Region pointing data
• • •

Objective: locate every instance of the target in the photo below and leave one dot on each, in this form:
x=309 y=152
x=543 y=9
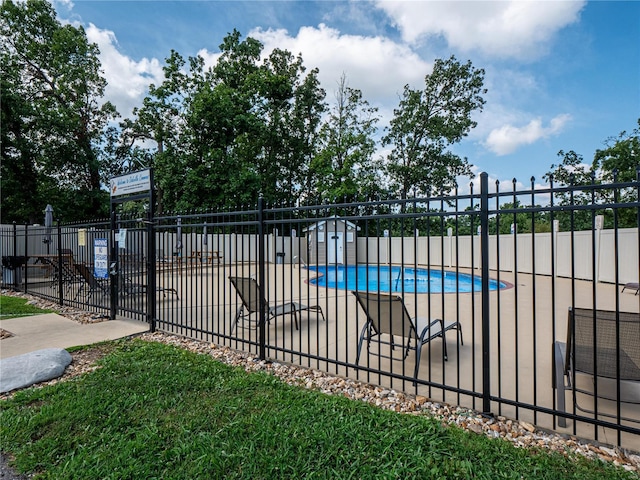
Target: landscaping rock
x=34 y=367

• • •

_What you will do:_ Exactly as they appear above, print all the lines, but not the pictures.

_Exercise solution:_
Objective: locate every instance of the target in the photo below and leave one dot on each, in this form:
x=309 y=152
x=543 y=9
Target: landscaping rock
x=34 y=367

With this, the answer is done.